== About this exercise ==
Reproduce all of the data below without alteration; exclude every picture.

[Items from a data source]
--- START ---
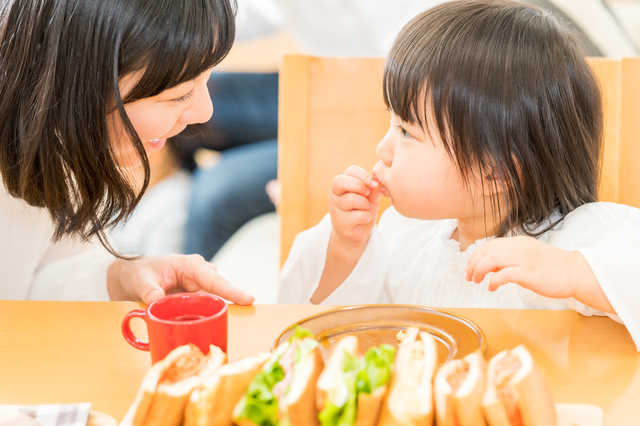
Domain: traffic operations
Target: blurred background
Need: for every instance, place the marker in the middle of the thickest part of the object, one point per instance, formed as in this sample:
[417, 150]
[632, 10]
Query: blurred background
[214, 188]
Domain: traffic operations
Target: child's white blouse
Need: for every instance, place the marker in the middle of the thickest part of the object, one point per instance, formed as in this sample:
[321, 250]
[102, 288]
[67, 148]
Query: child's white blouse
[416, 262]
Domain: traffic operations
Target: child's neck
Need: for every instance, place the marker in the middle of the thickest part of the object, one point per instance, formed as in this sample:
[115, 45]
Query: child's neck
[471, 230]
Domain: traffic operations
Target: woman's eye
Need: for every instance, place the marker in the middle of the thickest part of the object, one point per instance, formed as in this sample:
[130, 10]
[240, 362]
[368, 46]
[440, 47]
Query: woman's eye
[404, 133]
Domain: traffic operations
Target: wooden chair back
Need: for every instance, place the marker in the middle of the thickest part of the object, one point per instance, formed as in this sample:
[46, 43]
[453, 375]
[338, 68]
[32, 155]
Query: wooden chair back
[332, 115]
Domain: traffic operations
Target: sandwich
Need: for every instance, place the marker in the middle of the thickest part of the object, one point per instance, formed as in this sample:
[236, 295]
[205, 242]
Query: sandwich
[351, 388]
[283, 392]
[516, 393]
[167, 385]
[410, 397]
[458, 388]
[212, 403]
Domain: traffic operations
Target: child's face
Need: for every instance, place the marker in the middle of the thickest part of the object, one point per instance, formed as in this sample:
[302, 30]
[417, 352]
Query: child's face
[420, 178]
[160, 117]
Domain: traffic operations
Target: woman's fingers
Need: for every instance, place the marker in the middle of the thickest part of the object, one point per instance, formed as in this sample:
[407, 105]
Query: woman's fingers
[199, 274]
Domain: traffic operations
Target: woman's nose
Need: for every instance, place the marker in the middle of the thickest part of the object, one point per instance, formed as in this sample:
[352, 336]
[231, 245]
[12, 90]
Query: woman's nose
[200, 108]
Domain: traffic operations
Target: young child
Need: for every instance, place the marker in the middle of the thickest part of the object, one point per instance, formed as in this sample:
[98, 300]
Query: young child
[491, 164]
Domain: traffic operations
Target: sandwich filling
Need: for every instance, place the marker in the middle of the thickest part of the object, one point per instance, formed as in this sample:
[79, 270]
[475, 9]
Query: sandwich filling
[185, 366]
[358, 375]
[457, 377]
[506, 368]
[275, 379]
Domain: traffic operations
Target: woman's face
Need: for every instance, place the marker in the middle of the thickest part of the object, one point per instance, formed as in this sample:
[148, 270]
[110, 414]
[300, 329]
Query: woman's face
[160, 117]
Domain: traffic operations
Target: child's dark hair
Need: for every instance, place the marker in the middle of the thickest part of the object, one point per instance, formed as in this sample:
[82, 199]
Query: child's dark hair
[513, 99]
[60, 62]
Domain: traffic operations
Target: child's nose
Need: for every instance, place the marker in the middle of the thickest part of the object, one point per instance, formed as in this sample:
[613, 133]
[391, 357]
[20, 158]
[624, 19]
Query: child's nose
[383, 150]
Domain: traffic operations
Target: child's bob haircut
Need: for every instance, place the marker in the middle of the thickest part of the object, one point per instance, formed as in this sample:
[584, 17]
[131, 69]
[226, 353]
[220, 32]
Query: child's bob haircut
[513, 100]
[61, 61]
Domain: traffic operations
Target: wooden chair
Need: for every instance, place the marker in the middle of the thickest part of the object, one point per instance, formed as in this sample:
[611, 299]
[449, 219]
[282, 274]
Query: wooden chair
[332, 115]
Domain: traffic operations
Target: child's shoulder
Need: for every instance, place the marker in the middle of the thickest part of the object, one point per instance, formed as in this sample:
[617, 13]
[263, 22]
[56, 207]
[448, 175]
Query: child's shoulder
[595, 223]
[604, 214]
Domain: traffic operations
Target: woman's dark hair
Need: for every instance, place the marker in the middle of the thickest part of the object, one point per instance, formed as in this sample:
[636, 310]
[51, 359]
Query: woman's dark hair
[60, 64]
[512, 97]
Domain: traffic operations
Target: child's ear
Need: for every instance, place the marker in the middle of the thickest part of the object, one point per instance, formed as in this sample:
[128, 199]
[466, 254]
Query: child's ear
[492, 183]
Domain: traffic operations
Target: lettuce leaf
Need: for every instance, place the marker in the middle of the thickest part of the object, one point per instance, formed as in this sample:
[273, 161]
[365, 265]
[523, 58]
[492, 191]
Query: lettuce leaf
[345, 415]
[360, 375]
[261, 406]
[376, 368]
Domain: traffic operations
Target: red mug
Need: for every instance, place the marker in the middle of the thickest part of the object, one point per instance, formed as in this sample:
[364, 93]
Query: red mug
[179, 319]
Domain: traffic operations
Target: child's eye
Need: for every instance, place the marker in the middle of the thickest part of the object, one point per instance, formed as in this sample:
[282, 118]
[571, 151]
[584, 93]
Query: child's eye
[404, 133]
[182, 98]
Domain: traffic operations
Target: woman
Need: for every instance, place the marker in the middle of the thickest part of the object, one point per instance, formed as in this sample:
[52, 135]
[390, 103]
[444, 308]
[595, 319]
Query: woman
[89, 88]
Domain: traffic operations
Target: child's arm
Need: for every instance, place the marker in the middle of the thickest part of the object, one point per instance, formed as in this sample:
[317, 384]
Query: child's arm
[353, 206]
[544, 269]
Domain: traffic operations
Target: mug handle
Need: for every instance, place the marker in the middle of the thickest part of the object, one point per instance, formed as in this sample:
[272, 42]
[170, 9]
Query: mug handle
[128, 334]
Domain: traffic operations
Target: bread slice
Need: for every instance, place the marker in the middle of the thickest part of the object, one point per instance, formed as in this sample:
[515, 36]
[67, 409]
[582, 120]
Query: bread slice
[212, 403]
[459, 387]
[516, 392]
[139, 410]
[299, 402]
[410, 397]
[174, 389]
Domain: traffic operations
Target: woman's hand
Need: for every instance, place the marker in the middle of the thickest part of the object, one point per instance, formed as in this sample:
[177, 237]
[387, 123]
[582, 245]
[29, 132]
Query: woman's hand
[152, 277]
[539, 267]
[353, 205]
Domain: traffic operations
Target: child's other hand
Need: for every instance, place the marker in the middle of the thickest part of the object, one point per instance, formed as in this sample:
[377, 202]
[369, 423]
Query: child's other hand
[526, 261]
[353, 205]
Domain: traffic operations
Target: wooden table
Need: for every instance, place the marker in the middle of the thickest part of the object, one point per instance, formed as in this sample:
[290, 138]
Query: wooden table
[66, 352]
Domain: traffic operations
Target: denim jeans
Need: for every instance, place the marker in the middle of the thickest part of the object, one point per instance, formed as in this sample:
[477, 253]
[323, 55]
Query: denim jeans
[244, 128]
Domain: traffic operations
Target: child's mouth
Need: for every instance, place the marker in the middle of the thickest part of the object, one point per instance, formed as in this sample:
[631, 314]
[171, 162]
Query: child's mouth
[383, 189]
--- END ---
== Answer below ==
Domain: traffic operations
Target: blurred background
Need: for every instance, place the marker in the middle of the thickest part of the object, one point per instance, formed as in this sample:
[417, 150]
[632, 10]
Query: blurred background
[214, 188]
Domain: traffic operations
Target: child's white blouse
Need: for every instance, place the marker in the middle of the thickest part of the object, one point per instance, formed as in this sample:
[321, 250]
[102, 288]
[67, 148]
Query: child's white blouse
[416, 262]
Domain: traffic operations
Target: child's neck
Need: for every instance, place the marker in the middle of the thickest part of the object, one point per instance, formed as in this sample:
[115, 45]
Query: child's neck
[471, 230]
Domain: traffic operations
Target: woman's eye
Need: for every instance, place the marker in the middle of the thickest part of the object, one point per instance, formed as in this sample:
[130, 10]
[240, 362]
[368, 46]
[440, 47]
Query: woman's eye
[404, 133]
Domain: traffic operations
Target: wooden chair back
Need: for every instance, place the marker in the middle of the thickest part of the object, one point per instance, formed as in this sample:
[46, 43]
[453, 375]
[338, 68]
[32, 155]
Query: wooden chair back
[332, 115]
Domain: traffic operations
Target: sandwich
Need: for every instance, place the marker in the middle of the thickest part of the object, one point per instance, formed as in this sample:
[236, 295]
[205, 242]
Query: sandwich
[351, 388]
[283, 392]
[516, 393]
[167, 385]
[410, 397]
[458, 388]
[212, 403]
Domain: traffic operations
Target: child's face
Need: for every instance, place the marker in the middle of the thickest part of the object, one point per instance, formed as in this sample:
[302, 30]
[417, 352]
Query: child's face
[420, 178]
[160, 117]
Domain: traffic operations
Target: woman's fingers
Need: for every instance, place the marker in the middle of the thickest part of the object, one point per instance, formed as in this sample:
[407, 105]
Query: woman's fingers
[199, 274]
Domain: traffic operations
Target: woman's nose
Need: for every instance, place the marker in the middle of the thickest part of the object, one point per instance, formed as in this sample:
[352, 336]
[231, 245]
[12, 90]
Query: woman's nose
[200, 108]
Domain: traffic operations
Target: young child
Need: for every instance, place the marker in the middle of the thickest part of the object, one point per instance, formed as in this sample:
[98, 300]
Query: young child
[491, 164]
Domain: traffic operations
Target: sandwich filling
Need: for every instance, place the marker in the middle of the thickest part of the object, one point per instance, formed as in this sample:
[79, 270]
[475, 9]
Query: sandwich filling
[185, 366]
[358, 375]
[457, 377]
[506, 368]
[275, 379]
Domain: traffic operations
Target: woman's face
Need: for every instance, place the marker in the middle of the thickest part of the object, one point per instance, formed as in this sample:
[148, 270]
[110, 414]
[300, 329]
Query: woman's face
[160, 117]
Domain: traffic operations
Target: child's dark hair
Need: for every instance, place the marker in the middle of the thickest part of the object, one point per instance, formed as in this sample:
[82, 199]
Query: child's dark hair
[513, 99]
[60, 62]
Domain: traffic operations
Target: child's nose
Need: for every instance, place the marker in the middle of the thickest part of the object, one point per instance, formed as in this sample:
[613, 133]
[391, 357]
[20, 158]
[624, 19]
Query: child's nose
[383, 150]
Domain: traffic operations
Target: child's bob haircut
Need: for every instance, place the marker in the middle of the thickest part of the object, one point per instance, formed as in this sample:
[584, 17]
[131, 69]
[226, 353]
[220, 32]
Query: child's bob haircut
[513, 100]
[61, 61]
Domain: traffic operations
Target: wooden chair
Need: for every instance, place the marker in the middle of the thickest part of the object, one point per instance, formed as in this sample:
[611, 299]
[449, 219]
[282, 274]
Query: wooden chair
[332, 115]
Domain: traffic operations
Target: child's shoulder
Need: for every instance, place the marker in the middle of the thickest part of the object, one point per instance, formed as in this sample:
[617, 13]
[263, 22]
[56, 207]
[448, 175]
Query: child's shoulder
[595, 223]
[604, 214]
Domain: traffic operations
Target: woman's dark hair
Need: for every instance, place the marker in the middle of the thickest part of the object, one point per instance, formed as in this sample:
[636, 310]
[51, 359]
Query: woman's dark hair
[60, 64]
[512, 97]
Domain: traffic operations
Target: child's ear
Need: for every instance, place the marker in the middle of the thickest part of the object, one point per instance, formed as in this sample:
[128, 199]
[466, 254]
Query: child's ear
[492, 183]
Domain: traffic operations
Target: lettuce leaf
Need: for every instance, place the marker in the middle of the thickest part of the object, one point per instance, formed as in this sample:
[273, 161]
[365, 265]
[523, 58]
[492, 191]
Query: lettuce leaf
[345, 415]
[360, 375]
[261, 406]
[376, 368]
Domain: traffic operations
Target: red mug
Need: for every instance, place the marker in the middle of the thickest part of the object, one point per instance, formed as in this sample:
[364, 93]
Query: red mug
[179, 319]
Domain: traffic operations
Target: child's eye
Need: for every instance, place the marker in the middle of the thickest part of the object, one point per instance, formed as in this sample:
[282, 118]
[571, 151]
[584, 93]
Query: child's eye
[404, 133]
[182, 98]
Domain: traffic operations
Target: woman
Need: for every instance, place the marker in the middle of the thickest part of the object, one point per instance, formed as in this sample:
[52, 135]
[390, 103]
[444, 308]
[595, 319]
Query: woman
[89, 88]
Domain: traffic operations
Target: child's arm
Need: for every instance, place the marker in the middle of the thickest part of the object, one point per instance, formed as in this sample:
[317, 384]
Query: child's arm
[353, 206]
[544, 269]
Domain: traffic operations
Target: mug handle
Need: for every instance, place the marker in the middle of the thickest part of the object, one point per instance, formed as in this sample:
[272, 42]
[170, 9]
Query: mug handle
[128, 334]
Domain: traffic operations
Target: bread slice
Need: for every instance, place the marker in the middle of the thickest part of the object, one point per instance, formed as in this sample:
[515, 36]
[67, 409]
[582, 120]
Query: bread slice
[212, 403]
[459, 387]
[516, 392]
[139, 410]
[299, 402]
[410, 397]
[174, 389]
Domain: traffic operations
Target: woman's hand
Need: for every instance, place the marker in the middle of the thickest part of the object, one point per instance, formed as in this sample:
[177, 237]
[387, 123]
[582, 245]
[29, 132]
Query: woman's hand
[152, 277]
[539, 267]
[353, 205]
Domain: traffic operations
Target: child's other hand
Need: for every instance, place the marker in the middle of the thickest part of the object, one point per instance, formed as in this sample:
[377, 202]
[369, 423]
Query: child's other hand
[526, 261]
[353, 205]
Domain: traffic operations
Target: wooden table
Need: for every instance, place the marker in the middle of the thickest part of the object, one point per instance, formed as in this sample:
[290, 138]
Query: wooden table
[66, 352]
Domain: traffic operations
Target: denim jeans
Need: for every instance, place the marker in the middle of the thickest part of the object, one point per instance, formed as in this sample:
[477, 253]
[323, 55]
Query: denim jeans
[244, 128]
Domain: traffic operations
Target: child's mouth
Need: for every instance, place the marker in the middle of the thickest part of the object, one point per instance, formed as in this sample:
[631, 314]
[171, 162]
Query: child's mouth
[383, 189]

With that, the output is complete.